(Problem details)
Every entry must be given again exactly as it is written.
____________________
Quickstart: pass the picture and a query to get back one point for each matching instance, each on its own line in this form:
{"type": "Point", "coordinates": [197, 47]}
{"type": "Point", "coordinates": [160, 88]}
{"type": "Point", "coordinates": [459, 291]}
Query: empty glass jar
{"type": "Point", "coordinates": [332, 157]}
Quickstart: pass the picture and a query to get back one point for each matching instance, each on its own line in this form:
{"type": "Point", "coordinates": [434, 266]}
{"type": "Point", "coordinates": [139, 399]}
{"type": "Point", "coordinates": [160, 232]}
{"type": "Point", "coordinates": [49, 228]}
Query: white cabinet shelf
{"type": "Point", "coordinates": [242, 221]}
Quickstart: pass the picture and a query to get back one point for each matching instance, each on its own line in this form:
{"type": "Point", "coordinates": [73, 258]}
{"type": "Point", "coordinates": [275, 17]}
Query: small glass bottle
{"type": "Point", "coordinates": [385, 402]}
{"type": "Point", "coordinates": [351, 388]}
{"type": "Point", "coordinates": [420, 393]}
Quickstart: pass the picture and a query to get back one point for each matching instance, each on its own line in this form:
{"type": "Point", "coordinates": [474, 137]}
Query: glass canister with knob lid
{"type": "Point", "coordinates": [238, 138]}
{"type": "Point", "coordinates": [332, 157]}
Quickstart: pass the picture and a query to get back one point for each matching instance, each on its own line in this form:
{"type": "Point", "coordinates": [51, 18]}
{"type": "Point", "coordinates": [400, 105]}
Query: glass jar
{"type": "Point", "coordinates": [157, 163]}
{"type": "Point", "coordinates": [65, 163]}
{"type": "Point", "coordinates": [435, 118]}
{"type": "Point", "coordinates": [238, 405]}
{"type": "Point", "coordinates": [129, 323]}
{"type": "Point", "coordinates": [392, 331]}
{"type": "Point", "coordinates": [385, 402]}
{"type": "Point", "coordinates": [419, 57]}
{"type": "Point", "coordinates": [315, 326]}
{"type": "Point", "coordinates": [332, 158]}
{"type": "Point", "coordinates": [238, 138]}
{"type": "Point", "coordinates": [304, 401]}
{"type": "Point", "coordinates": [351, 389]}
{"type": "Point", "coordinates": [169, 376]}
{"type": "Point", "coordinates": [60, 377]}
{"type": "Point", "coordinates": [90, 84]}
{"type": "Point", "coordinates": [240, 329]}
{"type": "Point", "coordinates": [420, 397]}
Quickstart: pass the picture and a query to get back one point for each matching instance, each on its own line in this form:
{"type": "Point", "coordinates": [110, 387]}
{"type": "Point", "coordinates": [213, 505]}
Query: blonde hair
____________________
(Output for this task)
Quickstart: pass the picture and a query to get back one point for each matching instance, each on its own line in this form:
{"type": "Point", "coordinates": [197, 47]}
{"type": "Point", "coordinates": [160, 88]}
{"type": "Point", "coordinates": [459, 291]}
Query: empty glass jar
{"type": "Point", "coordinates": [332, 157]}
Quickstart: pass the picture and a query to get back one point for each matching instance, each on its own line in this form:
{"type": "Point", "coordinates": [434, 266]}
{"type": "Point", "coordinates": [139, 399]}
{"type": "Point", "coordinates": [160, 232]}
{"type": "Point", "coordinates": [49, 228]}
Query: white cabinet shelf
{"type": "Point", "coordinates": [242, 221]}
Quickstart: pass the picture and a query to get back one point for each matching instance, each on its own line in this form:
{"type": "Point", "coordinates": [73, 258]}
{"type": "Point", "coordinates": [275, 17]}
Query: small glass bottle
{"type": "Point", "coordinates": [385, 402]}
{"type": "Point", "coordinates": [351, 388]}
{"type": "Point", "coordinates": [420, 393]}
Quickstart: pass the picture and a query to get back one point for each matching instance, each on its own line in this form:
{"type": "Point", "coordinates": [474, 137]}
Query: glass canister with knob lid
{"type": "Point", "coordinates": [238, 138]}
{"type": "Point", "coordinates": [332, 157]}
Quickstart: pass the picture and a query to get back one point for each matching instance, each on its own line in this form:
{"type": "Point", "coordinates": [51, 18]}
{"type": "Point", "coordinates": [400, 105]}
Query: glass jar
{"type": "Point", "coordinates": [157, 163]}
{"type": "Point", "coordinates": [65, 163]}
{"type": "Point", "coordinates": [435, 118]}
{"type": "Point", "coordinates": [238, 405]}
{"type": "Point", "coordinates": [129, 323]}
{"type": "Point", "coordinates": [392, 331]}
{"type": "Point", "coordinates": [385, 402]}
{"type": "Point", "coordinates": [419, 57]}
{"type": "Point", "coordinates": [315, 326]}
{"type": "Point", "coordinates": [332, 158]}
{"type": "Point", "coordinates": [238, 138]}
{"type": "Point", "coordinates": [304, 401]}
{"type": "Point", "coordinates": [351, 389]}
{"type": "Point", "coordinates": [169, 376]}
{"type": "Point", "coordinates": [60, 377]}
{"type": "Point", "coordinates": [90, 84]}
{"type": "Point", "coordinates": [240, 329]}
{"type": "Point", "coordinates": [420, 397]}
Quickstart: pass the picture and a query to get back one point for each matching instance, each on its own line in this form:
{"type": "Point", "coordinates": [110, 387]}
{"type": "Point", "coordinates": [213, 505]}
Query: blonde hair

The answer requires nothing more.